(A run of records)

============

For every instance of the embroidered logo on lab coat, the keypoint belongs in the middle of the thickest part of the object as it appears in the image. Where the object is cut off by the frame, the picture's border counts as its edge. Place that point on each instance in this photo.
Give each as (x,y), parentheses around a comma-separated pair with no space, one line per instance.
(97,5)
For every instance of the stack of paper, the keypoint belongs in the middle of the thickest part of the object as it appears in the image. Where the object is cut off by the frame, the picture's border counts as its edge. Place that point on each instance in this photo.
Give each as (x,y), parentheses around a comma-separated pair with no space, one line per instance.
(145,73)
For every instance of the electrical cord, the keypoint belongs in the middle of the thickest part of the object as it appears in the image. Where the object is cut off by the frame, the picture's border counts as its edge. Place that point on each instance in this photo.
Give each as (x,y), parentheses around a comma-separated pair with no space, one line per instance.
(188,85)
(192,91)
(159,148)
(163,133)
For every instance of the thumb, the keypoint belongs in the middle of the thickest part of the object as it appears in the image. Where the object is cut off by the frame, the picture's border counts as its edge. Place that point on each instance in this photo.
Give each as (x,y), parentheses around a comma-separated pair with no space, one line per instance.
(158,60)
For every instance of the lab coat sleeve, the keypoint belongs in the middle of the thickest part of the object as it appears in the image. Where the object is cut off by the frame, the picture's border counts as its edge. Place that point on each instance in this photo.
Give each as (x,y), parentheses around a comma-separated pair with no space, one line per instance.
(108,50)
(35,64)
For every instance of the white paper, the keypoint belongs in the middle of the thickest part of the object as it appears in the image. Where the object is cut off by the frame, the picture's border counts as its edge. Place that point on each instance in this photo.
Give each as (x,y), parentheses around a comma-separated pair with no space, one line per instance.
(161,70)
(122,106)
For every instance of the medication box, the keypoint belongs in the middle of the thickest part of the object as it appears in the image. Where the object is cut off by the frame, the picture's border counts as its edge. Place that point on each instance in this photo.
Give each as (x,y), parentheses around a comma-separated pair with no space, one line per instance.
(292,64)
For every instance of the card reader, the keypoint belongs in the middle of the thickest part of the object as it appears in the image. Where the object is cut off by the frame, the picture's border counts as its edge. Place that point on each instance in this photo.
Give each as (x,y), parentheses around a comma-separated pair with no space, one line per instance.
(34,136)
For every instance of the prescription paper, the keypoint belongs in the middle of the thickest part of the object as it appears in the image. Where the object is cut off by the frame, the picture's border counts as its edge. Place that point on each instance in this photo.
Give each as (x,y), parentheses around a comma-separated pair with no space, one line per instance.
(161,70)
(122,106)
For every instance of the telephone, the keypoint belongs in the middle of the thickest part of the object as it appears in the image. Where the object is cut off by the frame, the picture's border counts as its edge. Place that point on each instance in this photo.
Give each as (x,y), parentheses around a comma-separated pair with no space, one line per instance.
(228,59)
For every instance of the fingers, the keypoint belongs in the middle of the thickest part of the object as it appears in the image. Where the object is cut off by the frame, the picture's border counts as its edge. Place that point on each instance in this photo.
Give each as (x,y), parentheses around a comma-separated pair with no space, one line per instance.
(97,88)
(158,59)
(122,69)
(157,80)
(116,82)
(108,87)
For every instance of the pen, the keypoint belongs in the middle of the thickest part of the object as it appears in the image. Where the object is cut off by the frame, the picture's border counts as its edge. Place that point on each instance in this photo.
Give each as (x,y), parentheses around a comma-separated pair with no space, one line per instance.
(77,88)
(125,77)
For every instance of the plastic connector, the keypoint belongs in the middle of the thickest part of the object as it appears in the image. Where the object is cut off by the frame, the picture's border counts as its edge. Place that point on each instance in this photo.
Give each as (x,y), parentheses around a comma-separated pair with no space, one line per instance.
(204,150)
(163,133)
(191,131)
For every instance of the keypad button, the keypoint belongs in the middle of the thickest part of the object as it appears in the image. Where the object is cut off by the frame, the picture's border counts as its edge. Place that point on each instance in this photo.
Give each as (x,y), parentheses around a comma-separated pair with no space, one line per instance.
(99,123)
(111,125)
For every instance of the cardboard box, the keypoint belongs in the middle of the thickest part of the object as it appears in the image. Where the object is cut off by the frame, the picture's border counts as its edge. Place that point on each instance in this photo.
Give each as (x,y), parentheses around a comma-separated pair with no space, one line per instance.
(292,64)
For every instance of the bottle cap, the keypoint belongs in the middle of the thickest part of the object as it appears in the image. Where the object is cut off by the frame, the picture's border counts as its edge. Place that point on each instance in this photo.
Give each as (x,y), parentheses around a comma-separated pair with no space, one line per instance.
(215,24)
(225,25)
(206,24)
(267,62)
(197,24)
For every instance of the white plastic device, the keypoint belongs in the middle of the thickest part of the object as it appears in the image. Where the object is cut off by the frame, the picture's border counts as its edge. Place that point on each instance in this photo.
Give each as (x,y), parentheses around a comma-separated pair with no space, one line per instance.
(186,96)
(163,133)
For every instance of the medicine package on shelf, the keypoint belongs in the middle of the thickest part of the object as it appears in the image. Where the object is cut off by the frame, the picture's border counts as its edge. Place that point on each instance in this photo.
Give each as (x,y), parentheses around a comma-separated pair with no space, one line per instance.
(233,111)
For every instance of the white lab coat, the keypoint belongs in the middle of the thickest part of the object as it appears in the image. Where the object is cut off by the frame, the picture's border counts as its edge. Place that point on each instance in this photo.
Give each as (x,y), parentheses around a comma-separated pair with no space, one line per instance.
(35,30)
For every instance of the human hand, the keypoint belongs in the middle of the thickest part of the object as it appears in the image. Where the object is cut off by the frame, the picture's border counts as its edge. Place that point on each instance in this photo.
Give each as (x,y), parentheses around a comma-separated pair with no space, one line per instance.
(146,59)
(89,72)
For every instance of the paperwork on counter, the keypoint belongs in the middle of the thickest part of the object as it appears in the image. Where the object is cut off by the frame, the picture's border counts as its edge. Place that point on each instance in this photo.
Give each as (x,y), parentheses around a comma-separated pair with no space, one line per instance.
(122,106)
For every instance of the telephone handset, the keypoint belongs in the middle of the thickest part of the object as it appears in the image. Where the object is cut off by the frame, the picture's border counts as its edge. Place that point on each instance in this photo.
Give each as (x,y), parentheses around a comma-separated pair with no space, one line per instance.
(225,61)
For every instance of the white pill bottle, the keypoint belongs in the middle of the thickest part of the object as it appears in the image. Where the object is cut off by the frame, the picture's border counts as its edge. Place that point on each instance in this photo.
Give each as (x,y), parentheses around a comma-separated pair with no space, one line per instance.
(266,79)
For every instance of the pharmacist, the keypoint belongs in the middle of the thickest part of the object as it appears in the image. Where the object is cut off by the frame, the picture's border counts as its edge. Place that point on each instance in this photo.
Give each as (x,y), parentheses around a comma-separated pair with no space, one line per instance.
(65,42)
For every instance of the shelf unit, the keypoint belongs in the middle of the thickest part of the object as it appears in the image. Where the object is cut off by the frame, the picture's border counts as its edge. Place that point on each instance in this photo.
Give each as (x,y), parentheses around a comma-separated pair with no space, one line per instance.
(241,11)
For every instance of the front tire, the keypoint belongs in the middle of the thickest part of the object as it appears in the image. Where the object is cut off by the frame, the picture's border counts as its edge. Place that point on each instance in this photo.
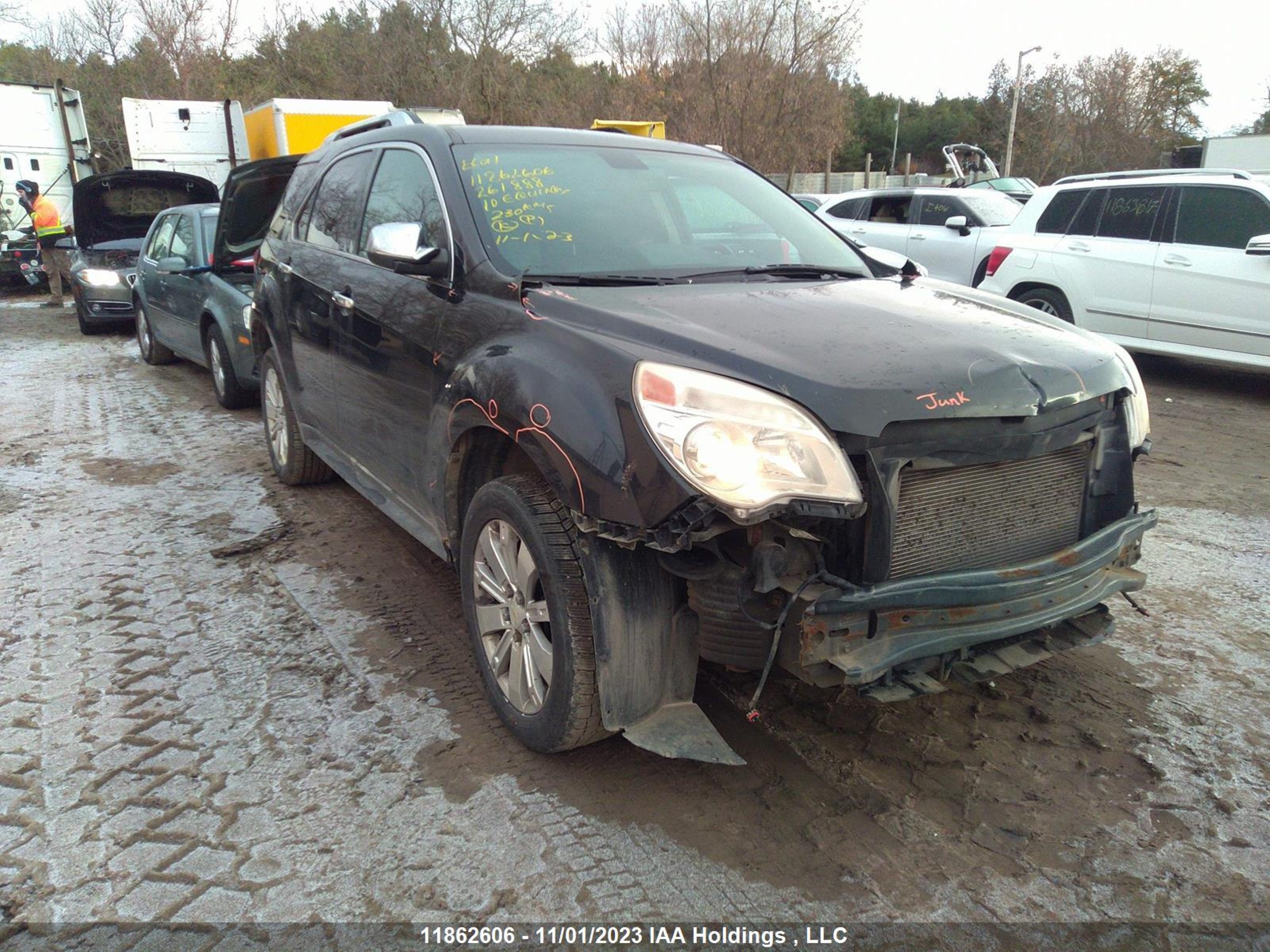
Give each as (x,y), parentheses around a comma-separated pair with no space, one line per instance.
(529,615)
(1051,301)
(294,463)
(229,393)
(152,351)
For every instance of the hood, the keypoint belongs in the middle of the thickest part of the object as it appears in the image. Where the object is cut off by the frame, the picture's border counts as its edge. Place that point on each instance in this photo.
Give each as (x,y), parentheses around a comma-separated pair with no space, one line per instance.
(252,196)
(122,205)
(860,353)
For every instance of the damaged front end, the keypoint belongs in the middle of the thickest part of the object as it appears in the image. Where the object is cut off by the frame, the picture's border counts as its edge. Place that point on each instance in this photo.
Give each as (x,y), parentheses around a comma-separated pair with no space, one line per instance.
(981,546)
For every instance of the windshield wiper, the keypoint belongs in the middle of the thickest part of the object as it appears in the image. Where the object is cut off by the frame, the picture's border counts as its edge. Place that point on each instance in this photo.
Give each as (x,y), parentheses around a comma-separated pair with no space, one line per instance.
(784,271)
(597,281)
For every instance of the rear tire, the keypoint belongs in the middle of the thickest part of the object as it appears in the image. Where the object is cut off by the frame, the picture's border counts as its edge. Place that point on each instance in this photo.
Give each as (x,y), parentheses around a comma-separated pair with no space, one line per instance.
(152,351)
(225,384)
(529,615)
(1051,301)
(294,463)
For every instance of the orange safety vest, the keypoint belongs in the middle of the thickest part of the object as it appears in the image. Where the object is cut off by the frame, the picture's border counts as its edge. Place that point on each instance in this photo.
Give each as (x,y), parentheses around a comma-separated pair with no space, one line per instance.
(49,223)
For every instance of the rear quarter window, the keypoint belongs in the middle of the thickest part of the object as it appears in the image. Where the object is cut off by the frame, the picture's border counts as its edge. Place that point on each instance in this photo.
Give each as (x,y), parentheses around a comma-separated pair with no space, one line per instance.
(1131,213)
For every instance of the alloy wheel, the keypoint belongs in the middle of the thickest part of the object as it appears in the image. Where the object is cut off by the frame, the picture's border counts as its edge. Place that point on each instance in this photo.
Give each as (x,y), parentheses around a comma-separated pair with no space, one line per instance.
(275,417)
(1043,306)
(512,616)
(214,351)
(144,332)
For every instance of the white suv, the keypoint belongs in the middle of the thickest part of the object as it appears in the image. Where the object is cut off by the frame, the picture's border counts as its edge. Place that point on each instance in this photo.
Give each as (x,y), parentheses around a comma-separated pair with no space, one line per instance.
(1166,262)
(948,232)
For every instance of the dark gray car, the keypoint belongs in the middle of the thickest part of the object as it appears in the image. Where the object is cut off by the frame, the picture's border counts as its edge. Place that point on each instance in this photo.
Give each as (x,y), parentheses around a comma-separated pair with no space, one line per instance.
(112,215)
(195,281)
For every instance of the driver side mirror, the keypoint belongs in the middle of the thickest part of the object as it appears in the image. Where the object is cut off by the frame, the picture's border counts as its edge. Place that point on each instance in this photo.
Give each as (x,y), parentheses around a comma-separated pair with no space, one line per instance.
(1259,246)
(399,248)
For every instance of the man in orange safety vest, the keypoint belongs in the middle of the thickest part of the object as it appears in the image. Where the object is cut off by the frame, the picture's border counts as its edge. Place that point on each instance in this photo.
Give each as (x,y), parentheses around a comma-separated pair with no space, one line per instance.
(49,230)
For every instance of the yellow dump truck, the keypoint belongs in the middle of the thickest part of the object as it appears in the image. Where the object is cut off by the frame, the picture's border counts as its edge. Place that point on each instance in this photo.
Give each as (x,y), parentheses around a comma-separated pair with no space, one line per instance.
(299,126)
(652,130)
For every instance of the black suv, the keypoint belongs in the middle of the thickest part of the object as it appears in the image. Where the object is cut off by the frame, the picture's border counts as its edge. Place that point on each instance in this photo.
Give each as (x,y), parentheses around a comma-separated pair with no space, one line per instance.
(656,413)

============

Nothing but the lines from the one with "For every instance of the man" through the last line should be repeated, each exactly as it stands.

For every instance of the man in orange safety vest, the keypoint belongs in the middle of the thickest part of the object as it appears in the image. Where the object is cut off by the frame, the picture's border counts as its edge. Place that point on each instance in this photo.
Give each as (x,y), parentheses around a comma-separated pair with no space, one line per instance.
(49,230)
For every instance of the yellow dump truck, the keypoint belongs in the middle of the thickest part of the object as it appears in the image. Where the object is cut off by the frame, the picture's border counts as its edge. Place that point on each instance in this photo.
Give each as (x,y), parentheses around a comma-separated pair with no space, one line per instance.
(299,126)
(652,130)
For every instance of the black suv, the keypoint belongs in the middle of the thickest part of the object as it appears in the image. Where the object is cut off by the frame, the picture's border counts as its edge. Place that point on each instance in this photo.
Give each as (x,y), parentheses around a comma-separated pair with no space, one line per instance.
(656,413)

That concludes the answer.